## [TASK PROMPT]
Write the part of the records below that opens with the line containing "Labeling guideline: the small" and runs through the end as a JSON list of strings. Use one string per line, and leave out blank lines.
§
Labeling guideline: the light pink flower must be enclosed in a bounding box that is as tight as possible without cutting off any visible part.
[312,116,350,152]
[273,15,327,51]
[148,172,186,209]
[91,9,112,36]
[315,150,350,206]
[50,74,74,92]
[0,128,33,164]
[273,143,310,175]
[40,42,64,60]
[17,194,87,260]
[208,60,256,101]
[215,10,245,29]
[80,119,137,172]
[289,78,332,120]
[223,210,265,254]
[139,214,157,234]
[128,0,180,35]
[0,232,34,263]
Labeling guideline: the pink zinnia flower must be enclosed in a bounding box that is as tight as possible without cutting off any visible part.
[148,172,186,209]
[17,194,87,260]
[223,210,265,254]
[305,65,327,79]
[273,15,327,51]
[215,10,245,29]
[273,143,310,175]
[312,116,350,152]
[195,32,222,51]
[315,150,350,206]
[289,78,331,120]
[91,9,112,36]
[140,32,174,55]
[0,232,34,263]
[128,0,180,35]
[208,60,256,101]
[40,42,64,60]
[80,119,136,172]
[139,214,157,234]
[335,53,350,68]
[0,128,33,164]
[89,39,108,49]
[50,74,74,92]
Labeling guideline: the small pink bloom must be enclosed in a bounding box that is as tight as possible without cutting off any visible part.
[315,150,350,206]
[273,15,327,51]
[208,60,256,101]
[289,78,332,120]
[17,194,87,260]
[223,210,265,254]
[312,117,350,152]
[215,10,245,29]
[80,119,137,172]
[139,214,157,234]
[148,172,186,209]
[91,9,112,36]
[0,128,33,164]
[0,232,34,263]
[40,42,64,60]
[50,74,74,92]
§
## [SOLUTION FOR THIS EXERCISE]
[
  "Labeling guideline: the small pink bloom must be enclosed in a bounding box that is as tight as possible without cutting off any visible part.",
  "[315,150,350,206]",
  "[273,15,327,51]",
  "[208,60,256,101]",
  "[289,78,332,120]",
  "[17,194,87,260]",
  "[223,210,265,254]",
  "[312,117,350,152]",
  "[215,10,245,29]",
  "[80,119,137,172]",
  "[139,214,157,234]",
  "[148,172,186,209]",
  "[91,9,112,36]",
  "[0,128,33,164]",
  "[0,232,34,263]",
  "[40,42,64,60]",
  "[50,74,74,92]"
]